> 実施事項:
1. 国家公務員給与に関する本文によると、今回の比較で国家公務員の月給は民間をいくら上回りましたか。
2. 国家公務員給与に関する本文のうち、「人事院は28日、2020年度」から「ずかに上回ったが、差が小さく、改定は必要ないと判断した。」までを原文どおりに書き出してください。

> 対象本文:
####################
人事院は28日、2020年度の国家公務員一般職の月給を改定せず、前年度から据え置くことを国会と内閣に報告した。民間企業の水準と比較した結果、差が極めて小さかったため。月給は14年度から6年連続で引き上げられており、据え置きは7年ぶり。人事院の判断は、都道府県などの人事委員会が地方公務員の給与改定を判断する際の参考となる。
人事院は民間企業の給与水準を毎年調査し、公務員との差を埋める必要があれば、引き下げや引き上げを勧告する。今回は国家公務員の月給が民間を164円(0・04%)とわずかに上回ったが、差が小さく、改定は必要ないと判断した。
官民の水準を比較した今年4月時点では、新型コロナウイルス感染拡大に伴う景気後退の影響も限定的だったとみられる。
一方、人事院は国家公務員のボーナスに当たる期末・勤勉手当について、前年度より0・05カ月分少ない4・45カ月に引き下げるよう今月7日に勧告した。勧告通り改定されれば、平均の年間給与は2万1千円減の673万4千円となる。政府は勧告への対応を協議している。加藤勝信官房長官は一宮なほみ人事院総裁から報告を受け取り「しっかり検討していく」と述べた。
人事院は月給とボーナスの勧告を例年8月に行うが、新型コロナの影響で民間給与調査の時期が遅れ、ボーナスの勧告が10月にずれ込んだ。月給については改定を求めないため、勧告ではなく報告とした。
####################
> 確認用データ:
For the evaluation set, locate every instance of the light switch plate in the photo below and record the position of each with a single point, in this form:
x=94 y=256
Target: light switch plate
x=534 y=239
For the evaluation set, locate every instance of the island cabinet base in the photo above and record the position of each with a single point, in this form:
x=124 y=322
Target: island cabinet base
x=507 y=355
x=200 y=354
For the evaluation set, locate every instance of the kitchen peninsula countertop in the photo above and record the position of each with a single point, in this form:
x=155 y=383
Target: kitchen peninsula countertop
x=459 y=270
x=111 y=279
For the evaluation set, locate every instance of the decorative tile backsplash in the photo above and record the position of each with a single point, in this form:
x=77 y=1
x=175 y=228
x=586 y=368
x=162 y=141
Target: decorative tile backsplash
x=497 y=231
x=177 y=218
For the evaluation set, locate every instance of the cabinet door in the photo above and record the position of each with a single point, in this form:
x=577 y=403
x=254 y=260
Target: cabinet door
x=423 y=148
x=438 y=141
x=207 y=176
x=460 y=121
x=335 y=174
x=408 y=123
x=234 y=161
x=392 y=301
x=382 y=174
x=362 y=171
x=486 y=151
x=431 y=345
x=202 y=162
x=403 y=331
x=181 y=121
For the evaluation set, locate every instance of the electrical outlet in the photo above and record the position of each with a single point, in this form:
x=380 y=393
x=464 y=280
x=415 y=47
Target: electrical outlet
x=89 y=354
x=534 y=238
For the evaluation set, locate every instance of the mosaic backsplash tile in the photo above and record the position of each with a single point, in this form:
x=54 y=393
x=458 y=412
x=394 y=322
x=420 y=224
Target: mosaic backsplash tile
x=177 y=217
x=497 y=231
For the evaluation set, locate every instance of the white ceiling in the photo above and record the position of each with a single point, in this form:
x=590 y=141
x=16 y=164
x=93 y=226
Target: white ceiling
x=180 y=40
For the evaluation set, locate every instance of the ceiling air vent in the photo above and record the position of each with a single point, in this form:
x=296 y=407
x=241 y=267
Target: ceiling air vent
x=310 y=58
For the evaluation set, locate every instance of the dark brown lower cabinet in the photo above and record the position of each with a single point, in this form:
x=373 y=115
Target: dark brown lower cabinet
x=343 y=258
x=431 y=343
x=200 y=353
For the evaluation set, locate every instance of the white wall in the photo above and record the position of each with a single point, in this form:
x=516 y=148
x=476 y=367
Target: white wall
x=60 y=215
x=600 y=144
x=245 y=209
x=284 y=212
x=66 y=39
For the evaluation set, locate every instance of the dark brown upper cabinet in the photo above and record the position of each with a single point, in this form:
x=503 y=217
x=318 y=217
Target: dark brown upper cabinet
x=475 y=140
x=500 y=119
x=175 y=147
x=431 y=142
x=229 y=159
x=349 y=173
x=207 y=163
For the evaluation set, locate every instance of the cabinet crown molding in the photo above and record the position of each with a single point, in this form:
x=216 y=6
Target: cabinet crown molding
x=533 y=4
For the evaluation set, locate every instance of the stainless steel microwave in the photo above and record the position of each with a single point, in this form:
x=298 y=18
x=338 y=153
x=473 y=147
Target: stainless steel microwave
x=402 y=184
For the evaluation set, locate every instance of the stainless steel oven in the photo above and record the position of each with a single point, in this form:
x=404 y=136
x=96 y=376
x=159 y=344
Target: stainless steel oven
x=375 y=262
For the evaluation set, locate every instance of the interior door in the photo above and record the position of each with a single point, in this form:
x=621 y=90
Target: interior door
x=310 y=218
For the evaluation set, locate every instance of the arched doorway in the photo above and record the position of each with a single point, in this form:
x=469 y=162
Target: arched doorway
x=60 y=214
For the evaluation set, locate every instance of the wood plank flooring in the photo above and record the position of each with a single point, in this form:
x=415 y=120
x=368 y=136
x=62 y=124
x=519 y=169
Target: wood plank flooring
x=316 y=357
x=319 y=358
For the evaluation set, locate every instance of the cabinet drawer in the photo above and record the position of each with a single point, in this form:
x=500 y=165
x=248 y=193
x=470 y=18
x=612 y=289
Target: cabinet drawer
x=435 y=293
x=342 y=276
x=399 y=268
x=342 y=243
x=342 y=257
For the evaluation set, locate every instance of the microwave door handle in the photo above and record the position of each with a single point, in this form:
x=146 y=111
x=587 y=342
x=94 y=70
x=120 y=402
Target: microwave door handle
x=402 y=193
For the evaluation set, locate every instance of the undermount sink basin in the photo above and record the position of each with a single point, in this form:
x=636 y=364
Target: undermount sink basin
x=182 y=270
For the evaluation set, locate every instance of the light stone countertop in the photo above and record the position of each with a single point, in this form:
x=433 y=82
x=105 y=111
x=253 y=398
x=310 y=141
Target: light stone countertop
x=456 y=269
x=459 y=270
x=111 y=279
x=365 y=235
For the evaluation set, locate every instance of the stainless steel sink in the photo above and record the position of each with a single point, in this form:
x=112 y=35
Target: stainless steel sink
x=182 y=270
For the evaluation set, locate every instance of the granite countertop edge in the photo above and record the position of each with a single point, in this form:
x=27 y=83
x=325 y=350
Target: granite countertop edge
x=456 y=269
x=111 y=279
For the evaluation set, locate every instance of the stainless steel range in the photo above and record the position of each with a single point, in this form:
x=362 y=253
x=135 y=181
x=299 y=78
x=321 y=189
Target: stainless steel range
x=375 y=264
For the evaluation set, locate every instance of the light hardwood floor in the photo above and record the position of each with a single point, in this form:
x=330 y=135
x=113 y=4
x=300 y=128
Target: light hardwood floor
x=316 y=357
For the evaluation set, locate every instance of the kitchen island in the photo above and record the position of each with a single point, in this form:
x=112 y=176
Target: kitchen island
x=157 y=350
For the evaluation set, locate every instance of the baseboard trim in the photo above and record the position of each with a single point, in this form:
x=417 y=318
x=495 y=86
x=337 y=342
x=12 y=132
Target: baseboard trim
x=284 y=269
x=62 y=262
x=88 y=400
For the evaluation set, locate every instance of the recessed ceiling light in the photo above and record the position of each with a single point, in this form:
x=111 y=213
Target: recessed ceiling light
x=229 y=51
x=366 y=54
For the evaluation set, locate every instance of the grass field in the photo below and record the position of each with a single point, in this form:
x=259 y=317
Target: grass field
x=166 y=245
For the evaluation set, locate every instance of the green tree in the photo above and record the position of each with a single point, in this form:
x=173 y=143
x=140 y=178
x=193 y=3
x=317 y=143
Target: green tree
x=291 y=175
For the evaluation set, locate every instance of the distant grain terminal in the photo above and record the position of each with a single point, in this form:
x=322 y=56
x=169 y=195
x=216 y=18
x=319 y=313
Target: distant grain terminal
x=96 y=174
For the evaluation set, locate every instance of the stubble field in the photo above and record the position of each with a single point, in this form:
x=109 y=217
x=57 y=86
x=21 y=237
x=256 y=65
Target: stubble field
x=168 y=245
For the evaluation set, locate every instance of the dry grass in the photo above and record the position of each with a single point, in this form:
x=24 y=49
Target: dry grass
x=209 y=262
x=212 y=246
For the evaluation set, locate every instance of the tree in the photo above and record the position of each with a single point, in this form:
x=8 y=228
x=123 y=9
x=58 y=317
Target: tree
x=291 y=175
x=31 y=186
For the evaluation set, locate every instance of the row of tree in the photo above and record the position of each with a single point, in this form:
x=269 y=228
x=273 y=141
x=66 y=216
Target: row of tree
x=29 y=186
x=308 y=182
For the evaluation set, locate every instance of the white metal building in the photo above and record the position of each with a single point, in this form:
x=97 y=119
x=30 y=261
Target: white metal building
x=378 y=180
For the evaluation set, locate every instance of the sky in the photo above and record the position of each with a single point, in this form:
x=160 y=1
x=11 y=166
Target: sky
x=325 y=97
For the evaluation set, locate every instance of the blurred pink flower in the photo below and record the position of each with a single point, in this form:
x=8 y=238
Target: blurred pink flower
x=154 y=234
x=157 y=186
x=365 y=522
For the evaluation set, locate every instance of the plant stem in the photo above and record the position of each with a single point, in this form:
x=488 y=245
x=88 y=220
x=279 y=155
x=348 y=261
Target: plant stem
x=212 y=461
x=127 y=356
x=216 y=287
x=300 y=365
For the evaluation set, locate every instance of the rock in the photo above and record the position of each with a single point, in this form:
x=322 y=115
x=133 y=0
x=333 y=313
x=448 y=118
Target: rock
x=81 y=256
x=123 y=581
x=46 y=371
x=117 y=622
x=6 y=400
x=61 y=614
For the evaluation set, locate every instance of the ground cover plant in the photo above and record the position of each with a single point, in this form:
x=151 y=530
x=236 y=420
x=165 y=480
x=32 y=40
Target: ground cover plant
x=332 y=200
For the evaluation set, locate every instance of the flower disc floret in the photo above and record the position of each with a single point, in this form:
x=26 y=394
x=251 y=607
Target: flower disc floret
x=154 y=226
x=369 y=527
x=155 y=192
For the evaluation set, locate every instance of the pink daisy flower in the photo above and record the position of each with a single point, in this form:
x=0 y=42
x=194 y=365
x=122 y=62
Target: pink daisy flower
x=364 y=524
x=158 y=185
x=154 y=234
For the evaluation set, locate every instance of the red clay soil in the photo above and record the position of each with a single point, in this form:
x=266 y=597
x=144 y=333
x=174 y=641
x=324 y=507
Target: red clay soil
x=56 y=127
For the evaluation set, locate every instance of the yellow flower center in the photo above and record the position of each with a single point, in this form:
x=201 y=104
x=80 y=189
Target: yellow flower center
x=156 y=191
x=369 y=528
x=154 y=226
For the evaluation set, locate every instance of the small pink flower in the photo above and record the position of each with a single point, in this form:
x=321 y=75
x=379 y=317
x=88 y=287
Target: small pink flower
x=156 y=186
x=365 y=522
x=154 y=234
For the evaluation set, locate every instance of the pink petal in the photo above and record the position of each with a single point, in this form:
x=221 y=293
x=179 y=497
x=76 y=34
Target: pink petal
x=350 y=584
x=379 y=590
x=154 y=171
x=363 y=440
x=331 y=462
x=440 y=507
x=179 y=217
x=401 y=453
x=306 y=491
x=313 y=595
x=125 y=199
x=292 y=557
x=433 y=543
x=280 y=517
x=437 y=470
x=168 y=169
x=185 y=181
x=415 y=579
####################
> 演習の解答:
1. 164円(0・04%)

2.
人事院は28日、2020年度の国家公務員一般職の月給を改定せず、前年度から据え置くことを国会と内閣に報告した。民間企業の水準と比較した結果、差が極めて小さかったため。月給は14年度から6年連続で引き上げられており、据え置きは7年ぶり。人事院の判断は、都道府県などの人事委員会が地方公務員の給与改定を判断する際の参考となる。
人事院は民間企業の給与水準を毎年調査し、公務員との差を埋める必要があれば、引き下げや引き上げを勧告する。今回は国家公務員の月給が民間を164円(0・04%)とわずかに上回ったが、差が小さく、改定は必要ないと判断した。